> _Goal 1_
Using the passage about dividing household chores, answer each of these:
(a) What did the couple look for in Chinatown on weekends?
(b) What did Christopher claim he had done after moving one load of wash to the dryer?
(c) What had Christopher spent his career developing?
> _Goal 2_
Extend the passage about dividing household chores with one or two paragraphs that pick up after its final sentence.

> _Text extract_
- - - -
On weekends, we walked our dog around Chinatown in search of hot bean paste or wakame for the elaborate meals we cooked together. Always on the lookout for ways to crack each other up, we took pride in getting the other person to laugh so hard they spit coffee.

Not until I was pregnant with our first child did we find ourselves on opposite sides of key issues. At first, we took turns on who got to make decisions: He followed my lead when I wanted to take a yearlong maternity leave, and I conceded to him on store-bought diapers.

After our son was born, there was so much to do and so little time that everything turned into a negotiation: whose turn it was to sleep in, who got a night out with friends, whose dreams were more realistic and who got the full-time job with health insurance.

We continued to divvy up tasks randomly as we always had, but the negotiations grew increasingly contentious. We had evolved enough to shed traditional roles and aspire to an egalitarian relationship, but that didn’t solve the problem of nobody liking the drudgery of household chores, particularly the never-ending laundry and dishwashing. Without any division of labor or set roles, we each thought we were doing everything (because we were).

While I just dug in without talking about it, Christopher would announce each completed task like a CNN correspondent dramatically reporting breaking household news: “Trash has left the building!”

After our second child was born, his announcements grew more brazen. He would claim, for example, that he had “done the laundry” after moving one load of wash to the dryer. But whenever I called him out on it, he wouldn’t back down. The busier our lives became, the more his habit angered me and kept me on the defensive. But maybe that was the point.

A pattern was starting. Christopher’s announcements seemed to be a way of building a case for what he wanted to do — organizing the barn or launching the boat — rather than what had to be done, such as scheduling dentist appointments and ordering heating oil.

His messages were strategic and part of a larger campaign. Christopher had spent his career developing identity management strategies for corporations, and he was now applying these skills to our relationship to build a more successful brand for himself.

While he never actually came out and said, “I do more than you,” he didn’t need to. By consistently claiming credit for everything he did, he was dominating the dialogue in our new domestic world order and positioning himself as the winner in the “who is doing more” fight.

By the time I figured this out, he had already captured a significant amount of brand mind share. Whose day was harder, whose parenting technique was better, who was responsible for cleaning the flotsam at the bottom of the garbage can — all of these conflicts could be branded or rebranded to his advantage. If I allowed Christopher’s brand to take over our household, I would be in danger of becoming the AOL to his Google.
- - - -
> _Supplied data_
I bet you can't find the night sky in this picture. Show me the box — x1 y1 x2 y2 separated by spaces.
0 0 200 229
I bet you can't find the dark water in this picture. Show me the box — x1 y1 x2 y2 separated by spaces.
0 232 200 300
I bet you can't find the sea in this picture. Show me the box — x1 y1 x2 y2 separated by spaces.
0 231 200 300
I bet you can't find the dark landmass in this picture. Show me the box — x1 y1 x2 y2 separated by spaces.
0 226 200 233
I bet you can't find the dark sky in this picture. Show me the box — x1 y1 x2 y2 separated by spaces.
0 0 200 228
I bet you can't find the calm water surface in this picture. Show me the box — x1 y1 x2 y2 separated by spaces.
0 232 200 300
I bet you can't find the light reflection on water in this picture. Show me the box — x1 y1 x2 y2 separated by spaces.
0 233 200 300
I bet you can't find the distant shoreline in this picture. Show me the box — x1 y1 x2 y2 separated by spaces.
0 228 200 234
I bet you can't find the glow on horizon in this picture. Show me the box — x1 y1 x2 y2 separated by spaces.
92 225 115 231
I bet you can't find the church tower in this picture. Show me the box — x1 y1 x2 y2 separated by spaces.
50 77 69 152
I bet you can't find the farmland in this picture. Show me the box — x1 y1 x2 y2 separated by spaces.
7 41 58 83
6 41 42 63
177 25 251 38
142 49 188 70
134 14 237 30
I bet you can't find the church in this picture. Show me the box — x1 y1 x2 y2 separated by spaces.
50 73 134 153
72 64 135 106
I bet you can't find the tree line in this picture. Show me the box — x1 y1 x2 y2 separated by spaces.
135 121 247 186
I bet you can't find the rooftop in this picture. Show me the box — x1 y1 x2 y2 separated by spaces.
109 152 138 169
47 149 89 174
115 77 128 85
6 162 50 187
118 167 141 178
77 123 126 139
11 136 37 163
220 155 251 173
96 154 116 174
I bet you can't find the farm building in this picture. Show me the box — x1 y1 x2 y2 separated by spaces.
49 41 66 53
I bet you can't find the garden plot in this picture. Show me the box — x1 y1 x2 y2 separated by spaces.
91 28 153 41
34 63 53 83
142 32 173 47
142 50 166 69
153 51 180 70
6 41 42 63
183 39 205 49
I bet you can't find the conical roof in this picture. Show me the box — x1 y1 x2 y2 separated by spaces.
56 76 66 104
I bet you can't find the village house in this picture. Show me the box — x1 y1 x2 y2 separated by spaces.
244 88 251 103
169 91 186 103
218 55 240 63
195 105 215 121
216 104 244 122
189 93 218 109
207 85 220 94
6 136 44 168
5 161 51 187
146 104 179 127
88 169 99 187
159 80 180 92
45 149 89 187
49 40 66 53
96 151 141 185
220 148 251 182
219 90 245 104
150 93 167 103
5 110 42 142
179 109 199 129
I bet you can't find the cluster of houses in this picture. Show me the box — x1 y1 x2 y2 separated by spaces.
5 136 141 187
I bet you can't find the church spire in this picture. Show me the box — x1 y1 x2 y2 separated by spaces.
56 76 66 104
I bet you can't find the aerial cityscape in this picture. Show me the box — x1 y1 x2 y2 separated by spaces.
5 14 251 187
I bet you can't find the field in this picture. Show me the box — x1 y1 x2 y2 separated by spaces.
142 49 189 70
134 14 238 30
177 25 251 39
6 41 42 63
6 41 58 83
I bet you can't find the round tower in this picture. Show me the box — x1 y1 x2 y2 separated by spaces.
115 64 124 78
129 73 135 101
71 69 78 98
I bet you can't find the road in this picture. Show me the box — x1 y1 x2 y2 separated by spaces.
- - - -
> _Result 1_
(a) Hot bean paste or wakame.
(b) He claimed he had "done the laundry."
(c) Identity management strategies for corporations.

> _Result 2_
Public relations is what I do for a living, so I was going to have to use my skills at home too. As soon as his car pulled into the driveway, I met Christopher at the back door and started firing off my own announcements: “Cleaned up vomit and poop today” and “Wrote an article with a child climbing on my back.”

But instead of conceding or validating my clearly more difficult day working from home with no child care, Christopher grabbed the broom and started sweeping Cheddar Bunnies off the kitchen floor in an overly theatrical way, as if he were trying out for the role of janitor in a community theater production.

In one swift move, he shifted the conversation, drawing attention to what I hadn’t done that day instead of what I had, making our messy kitchen the story and putting me on the defensive again.

Social media has taught everyone to build personal platforms, so my problem wasn’t unique. My friends — men and women — shared similar stories about how branding had invaded their marriages.

One friend told me her husband had branded her “the expert” (because she is a psychologist) to justify deferring to her with decisions involving their children’s education or developmental needs. “I finally realized he was just citing my Ph.D. to get out of the drudgery of dealing with school issues or having to read a parenting book,” she said.

Another friend said: “After my husband cleans the garage or the pool, he makes each person in the family come for a separate ‘viewing’ so he can solicit praise and bask in his accomplishment.”

With us, branding was even at the foundation of Christopher’s parenting style. He introduced lofty public service campaigns about the importance of consistent bedtimes that lasted until it was my night to go out with friends. On those evenings, he’d host movie dinners where nobody got to bed on time or brushed their teeth as he cultivated his “Dad is more fun” sub-brand, distinguishing himself from my more practical brand of routines, eating your vegetables and “How do you know until you’ve tried it?” slogans.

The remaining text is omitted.